__RECORDS__
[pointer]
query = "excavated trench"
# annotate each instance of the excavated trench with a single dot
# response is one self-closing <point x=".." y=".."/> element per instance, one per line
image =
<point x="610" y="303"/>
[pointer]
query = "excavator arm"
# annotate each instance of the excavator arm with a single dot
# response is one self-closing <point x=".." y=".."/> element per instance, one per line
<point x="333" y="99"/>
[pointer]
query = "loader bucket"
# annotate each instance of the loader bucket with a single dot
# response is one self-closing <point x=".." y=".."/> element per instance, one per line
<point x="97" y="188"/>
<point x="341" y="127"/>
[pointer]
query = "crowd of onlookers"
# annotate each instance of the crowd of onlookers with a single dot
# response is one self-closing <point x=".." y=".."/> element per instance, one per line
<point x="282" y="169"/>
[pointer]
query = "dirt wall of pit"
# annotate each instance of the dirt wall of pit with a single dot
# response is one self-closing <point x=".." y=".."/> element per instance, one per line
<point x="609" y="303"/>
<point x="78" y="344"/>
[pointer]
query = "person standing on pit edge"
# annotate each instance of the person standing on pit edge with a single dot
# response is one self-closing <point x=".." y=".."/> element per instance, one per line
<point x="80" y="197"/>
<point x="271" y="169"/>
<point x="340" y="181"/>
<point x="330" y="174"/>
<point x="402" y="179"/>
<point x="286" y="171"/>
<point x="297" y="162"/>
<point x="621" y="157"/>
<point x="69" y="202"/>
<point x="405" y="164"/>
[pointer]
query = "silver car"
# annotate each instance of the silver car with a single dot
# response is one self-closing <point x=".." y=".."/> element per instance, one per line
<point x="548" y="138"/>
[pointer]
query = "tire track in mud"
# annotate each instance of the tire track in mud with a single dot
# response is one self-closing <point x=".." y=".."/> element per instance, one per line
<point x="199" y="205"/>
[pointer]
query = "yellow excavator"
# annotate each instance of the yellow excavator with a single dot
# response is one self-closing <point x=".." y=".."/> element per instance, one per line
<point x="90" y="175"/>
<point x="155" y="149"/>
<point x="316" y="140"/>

__WHAT TO WORK ON__
Each record above should be output again exactly.

__SOLUTION TO THIS PROBLEM__
[pointer]
query = "excavated trench"
# annotate each instance of the excavated trench with a single dot
# response is one self-closing <point x=".." y=".."/> element per instance, one per line
image =
<point x="610" y="303"/>
[pointer]
query = "excavator arm"
# annotate each instance of the excavator arm with a single dot
# response is one self-closing <point x=".." y=".."/> element per instance, one per line
<point x="333" y="99"/>
[pointer]
query = "loader bucket"
# annotate each instance of the loader bucket with a single dot
# response is one self-closing <point x=".." y=".."/> element per instance, one per line
<point x="97" y="188"/>
<point x="341" y="127"/>
[pointer]
query = "crowd of onlookers"
# annotate each instance of the crowd of onlookers with a single dot
# response is one self-closing <point x=".." y=".."/> element per instance, one per line
<point x="282" y="169"/>
[pointer]
query = "dirt wall of pit"
# annotate each instance of the dirt wall of pit with a single dot
# response is one self-closing <point x=".." y=".."/> element per instance, one per line
<point x="609" y="303"/>
<point x="78" y="344"/>
[pointer]
query = "person standing on pit edge"
# annotate each instance of the person standing on pit edge with a single dot
# response is one self-closing <point x=".." y=".."/> element per instance, one per line
<point x="80" y="197"/>
<point x="271" y="169"/>
<point x="340" y="181"/>
<point x="330" y="174"/>
<point x="402" y="179"/>
<point x="286" y="171"/>
<point x="297" y="162"/>
<point x="621" y="157"/>
<point x="69" y="202"/>
<point x="405" y="164"/>
[pointer]
query = "silver car"
# annotate each instance of the silver car with a single dot
# response is one self-closing <point x=".." y=".."/> element per instance, one per line
<point x="548" y="138"/>
[pointer]
query = "tire track in mud"
# annotate each instance of the tire track in mud with a single dot
# response is one self-closing <point x=".." y=".."/> element per instance, one per line
<point x="199" y="205"/>
[pointer]
query = "yellow excavator"
# annotate each instance of the yellow excavator with a single dot
# response is one self-closing <point x=".." y=".."/> element per instance, one per line
<point x="90" y="175"/>
<point x="155" y="149"/>
<point x="316" y="140"/>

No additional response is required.